# TASK
According to the passage on language logic, what is "abstraction" an extension of?

───── READING TEXT ─────

Language logic
Language logic

 

What I call ‘abstraction’ is in fact an extension of objectification. It is the process by which we create group names for collections of things.

We objectify when we say ‘a tree’ and thus separate a living organism from the continuum of a forest. When we carry this process further and use the word ‘tree’ as a generic term for a type of living organism that fits a certain set of criteria, we are ‘abstracting’.

I call this process ‘abstraction’ because the term refers to a collection of qualities that a group of individuals possess, whilst no individual in that group is fully described by the term. The group term is an abstract collection of qualities that does not exist in reality except in association with other qualities.

For example, the term ‘egg’ can refer to a chicken egg, a duck egg or a human egg etc. Each egg can only exist as an integral part of the reproductive mechanism of a particular organism. ‘Egg’ is a term that has no existence outside a specific instance, yet we abstract it away from reality as a generic noun with existence of its own. Once you start to think of the term ‘egg’ as a collection of properties that can be applied to instances, then it starts to appear more like an adjective than a noun.

‘Abstraction’ is another mechanism of utility that aids communication. We forget (or never realise), that we are using an approximation, and assume the collective term refers to something that exists in its own right.

Once we have the ‘abstracted’ term ‘egg’, we can proceed to conceptualise a group of objects, each of which possesses the qualities we attribute to ‘egg’. Thus arises the concept of ‘number’.

───── RAW DATA ─────

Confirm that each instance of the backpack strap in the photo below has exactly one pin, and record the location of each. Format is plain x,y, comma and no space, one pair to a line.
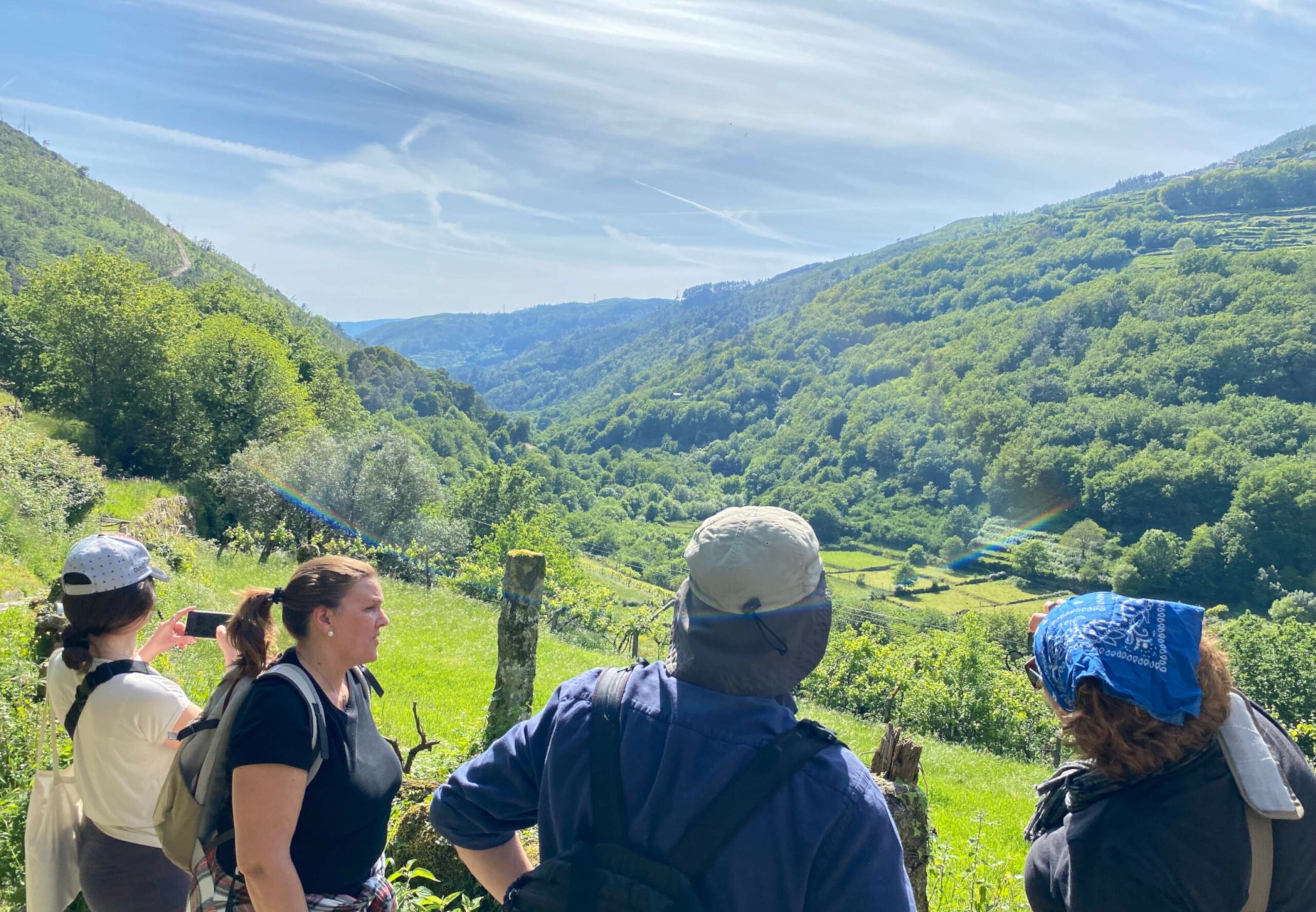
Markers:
298,677
610,822
746,793
1261,833
606,798
368,681
94,680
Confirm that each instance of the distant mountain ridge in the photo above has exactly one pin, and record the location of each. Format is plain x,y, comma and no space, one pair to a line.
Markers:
357,328
543,357
50,208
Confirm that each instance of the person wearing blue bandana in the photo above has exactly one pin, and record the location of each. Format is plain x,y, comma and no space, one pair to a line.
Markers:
1189,797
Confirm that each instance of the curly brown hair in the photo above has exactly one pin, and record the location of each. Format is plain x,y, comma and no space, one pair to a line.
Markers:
1126,743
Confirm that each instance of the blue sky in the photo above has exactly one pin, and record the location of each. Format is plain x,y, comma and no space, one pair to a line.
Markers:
398,157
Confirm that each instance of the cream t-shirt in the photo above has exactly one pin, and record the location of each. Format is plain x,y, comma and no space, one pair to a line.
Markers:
121,752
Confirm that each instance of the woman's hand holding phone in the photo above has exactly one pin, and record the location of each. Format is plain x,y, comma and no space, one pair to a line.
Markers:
168,636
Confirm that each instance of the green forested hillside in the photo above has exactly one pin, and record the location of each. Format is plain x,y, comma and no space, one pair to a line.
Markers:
466,344
50,208
546,356
1040,368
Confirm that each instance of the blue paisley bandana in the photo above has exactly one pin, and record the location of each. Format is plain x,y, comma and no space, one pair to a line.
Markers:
1141,650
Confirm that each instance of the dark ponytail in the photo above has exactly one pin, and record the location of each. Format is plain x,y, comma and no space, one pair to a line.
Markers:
319,583
100,614
77,649
250,631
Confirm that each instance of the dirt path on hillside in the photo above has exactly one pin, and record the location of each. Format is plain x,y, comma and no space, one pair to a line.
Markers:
182,254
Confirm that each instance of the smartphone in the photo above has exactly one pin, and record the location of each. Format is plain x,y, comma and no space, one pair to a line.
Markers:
202,623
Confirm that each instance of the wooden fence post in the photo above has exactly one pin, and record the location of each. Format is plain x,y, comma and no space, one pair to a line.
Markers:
518,639
895,768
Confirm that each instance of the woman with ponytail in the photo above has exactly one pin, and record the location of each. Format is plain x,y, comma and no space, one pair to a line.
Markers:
316,845
121,728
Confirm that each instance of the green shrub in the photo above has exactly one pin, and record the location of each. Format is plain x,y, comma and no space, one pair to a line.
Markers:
46,481
1275,665
956,685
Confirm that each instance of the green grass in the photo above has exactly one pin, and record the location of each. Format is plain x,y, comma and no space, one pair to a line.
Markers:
960,782
17,582
128,498
685,528
440,649
629,590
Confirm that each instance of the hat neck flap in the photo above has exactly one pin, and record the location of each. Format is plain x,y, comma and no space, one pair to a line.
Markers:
749,654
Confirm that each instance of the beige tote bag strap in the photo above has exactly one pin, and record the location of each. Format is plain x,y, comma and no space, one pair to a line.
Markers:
1261,833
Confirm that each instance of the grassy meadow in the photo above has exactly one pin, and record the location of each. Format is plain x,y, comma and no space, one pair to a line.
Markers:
440,650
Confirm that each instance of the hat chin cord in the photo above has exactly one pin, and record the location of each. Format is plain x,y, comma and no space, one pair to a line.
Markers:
769,635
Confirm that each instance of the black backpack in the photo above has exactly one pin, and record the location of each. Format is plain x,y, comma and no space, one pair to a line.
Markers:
603,874
94,680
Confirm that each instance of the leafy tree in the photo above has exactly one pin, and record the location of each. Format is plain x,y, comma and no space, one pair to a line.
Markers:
905,574
1156,557
1298,605
494,494
243,385
1275,665
1030,558
1086,539
952,548
107,354
370,483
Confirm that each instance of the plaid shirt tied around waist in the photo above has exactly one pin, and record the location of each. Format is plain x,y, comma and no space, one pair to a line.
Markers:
216,891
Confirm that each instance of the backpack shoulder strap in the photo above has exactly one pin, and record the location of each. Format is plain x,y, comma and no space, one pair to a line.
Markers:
610,823
307,689
368,681
746,793
1261,833
606,798
94,680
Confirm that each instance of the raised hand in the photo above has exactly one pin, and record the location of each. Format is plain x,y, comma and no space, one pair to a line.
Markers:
168,636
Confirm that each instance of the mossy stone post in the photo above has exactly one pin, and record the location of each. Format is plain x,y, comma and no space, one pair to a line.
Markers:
518,640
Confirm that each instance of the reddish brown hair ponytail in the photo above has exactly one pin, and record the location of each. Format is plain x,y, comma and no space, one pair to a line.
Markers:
318,583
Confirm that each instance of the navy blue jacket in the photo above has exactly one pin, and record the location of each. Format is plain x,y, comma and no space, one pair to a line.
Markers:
823,842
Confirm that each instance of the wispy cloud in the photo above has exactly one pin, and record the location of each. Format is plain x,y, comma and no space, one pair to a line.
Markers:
682,254
375,79
1302,11
423,127
163,133
497,168
737,219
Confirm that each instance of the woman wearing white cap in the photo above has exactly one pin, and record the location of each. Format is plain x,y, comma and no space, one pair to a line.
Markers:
120,714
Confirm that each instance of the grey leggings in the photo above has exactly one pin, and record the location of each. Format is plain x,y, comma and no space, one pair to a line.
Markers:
125,877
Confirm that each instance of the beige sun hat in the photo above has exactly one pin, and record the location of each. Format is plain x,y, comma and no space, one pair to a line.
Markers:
753,558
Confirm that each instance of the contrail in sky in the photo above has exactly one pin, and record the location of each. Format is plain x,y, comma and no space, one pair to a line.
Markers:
382,82
760,231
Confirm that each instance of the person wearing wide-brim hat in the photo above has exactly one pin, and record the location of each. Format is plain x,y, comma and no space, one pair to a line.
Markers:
749,624
1189,797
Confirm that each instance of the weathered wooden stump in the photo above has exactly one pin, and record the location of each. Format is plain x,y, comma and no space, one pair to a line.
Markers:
518,640
895,769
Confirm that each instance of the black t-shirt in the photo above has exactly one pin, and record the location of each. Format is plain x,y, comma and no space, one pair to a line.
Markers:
1177,844
344,819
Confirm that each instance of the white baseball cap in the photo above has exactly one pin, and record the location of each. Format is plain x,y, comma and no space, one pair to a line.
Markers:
753,558
109,562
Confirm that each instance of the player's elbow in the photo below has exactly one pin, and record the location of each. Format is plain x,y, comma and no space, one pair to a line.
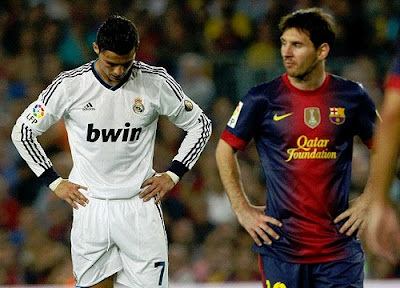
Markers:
223,152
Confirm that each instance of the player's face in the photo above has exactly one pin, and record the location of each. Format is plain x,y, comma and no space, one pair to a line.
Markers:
299,55
113,67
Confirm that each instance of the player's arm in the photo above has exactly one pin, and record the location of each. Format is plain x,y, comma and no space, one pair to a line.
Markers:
37,118
383,226
250,217
356,215
188,116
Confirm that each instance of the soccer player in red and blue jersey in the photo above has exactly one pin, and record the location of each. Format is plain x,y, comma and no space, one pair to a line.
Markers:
303,124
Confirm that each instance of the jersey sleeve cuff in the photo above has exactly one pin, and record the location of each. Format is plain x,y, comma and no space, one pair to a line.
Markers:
178,168
233,140
48,176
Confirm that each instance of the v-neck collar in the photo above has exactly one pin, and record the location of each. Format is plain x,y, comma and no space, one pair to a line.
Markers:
104,83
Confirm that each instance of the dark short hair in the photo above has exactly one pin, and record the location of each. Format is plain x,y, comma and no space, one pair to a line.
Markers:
318,25
117,34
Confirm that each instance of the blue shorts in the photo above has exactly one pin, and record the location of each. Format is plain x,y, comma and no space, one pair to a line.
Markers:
343,273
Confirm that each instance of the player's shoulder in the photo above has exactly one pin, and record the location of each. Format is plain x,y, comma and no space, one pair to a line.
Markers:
76,72
262,92
150,71
340,82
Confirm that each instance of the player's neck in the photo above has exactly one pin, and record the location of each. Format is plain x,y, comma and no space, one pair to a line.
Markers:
310,81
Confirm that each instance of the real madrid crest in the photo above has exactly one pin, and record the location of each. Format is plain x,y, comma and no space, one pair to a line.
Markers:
138,106
188,105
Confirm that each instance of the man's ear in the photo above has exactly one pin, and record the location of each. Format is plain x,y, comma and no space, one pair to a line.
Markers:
96,48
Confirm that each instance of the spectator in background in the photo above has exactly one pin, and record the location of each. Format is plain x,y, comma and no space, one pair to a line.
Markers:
194,77
383,230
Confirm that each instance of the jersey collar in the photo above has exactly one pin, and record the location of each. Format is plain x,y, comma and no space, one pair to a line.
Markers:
104,83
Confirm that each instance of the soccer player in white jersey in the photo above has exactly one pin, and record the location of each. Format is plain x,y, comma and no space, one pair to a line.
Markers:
111,107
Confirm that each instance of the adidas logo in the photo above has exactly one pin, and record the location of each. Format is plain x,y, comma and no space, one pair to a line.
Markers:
88,107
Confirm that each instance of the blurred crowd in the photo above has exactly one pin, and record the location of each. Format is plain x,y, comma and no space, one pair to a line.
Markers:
217,50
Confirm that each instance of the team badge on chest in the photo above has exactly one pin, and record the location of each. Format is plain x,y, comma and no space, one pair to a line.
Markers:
138,106
336,115
312,117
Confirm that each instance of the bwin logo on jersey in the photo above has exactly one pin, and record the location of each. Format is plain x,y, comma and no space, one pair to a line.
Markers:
113,135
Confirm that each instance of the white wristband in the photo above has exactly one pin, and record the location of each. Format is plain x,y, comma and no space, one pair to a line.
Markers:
53,185
173,176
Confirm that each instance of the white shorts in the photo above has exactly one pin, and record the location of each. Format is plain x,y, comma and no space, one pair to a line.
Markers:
125,236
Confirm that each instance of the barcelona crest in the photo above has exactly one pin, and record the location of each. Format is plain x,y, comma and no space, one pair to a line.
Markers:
336,115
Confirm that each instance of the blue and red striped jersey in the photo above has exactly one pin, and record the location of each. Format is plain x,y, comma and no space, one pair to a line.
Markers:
304,140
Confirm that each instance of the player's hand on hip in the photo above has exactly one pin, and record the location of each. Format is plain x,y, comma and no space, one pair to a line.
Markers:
356,215
69,192
254,220
157,186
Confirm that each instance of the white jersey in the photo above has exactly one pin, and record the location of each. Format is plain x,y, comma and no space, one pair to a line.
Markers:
112,129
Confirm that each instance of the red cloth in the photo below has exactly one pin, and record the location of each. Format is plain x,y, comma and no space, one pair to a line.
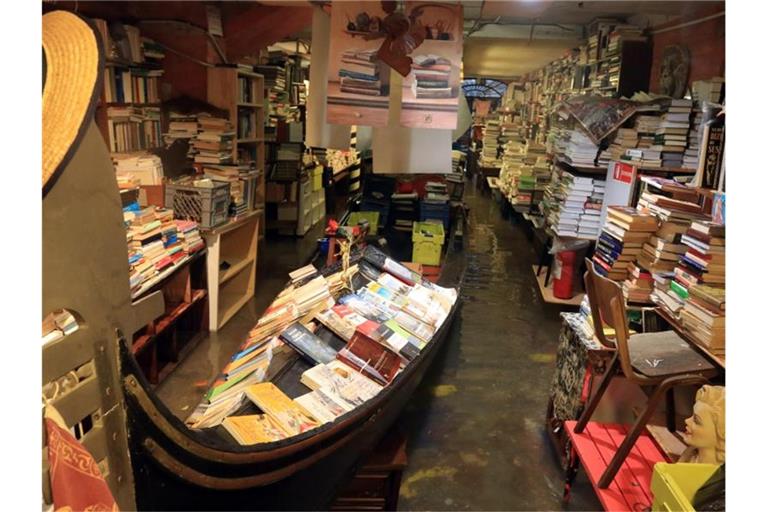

─────

# RESULT BELOW
Objectification.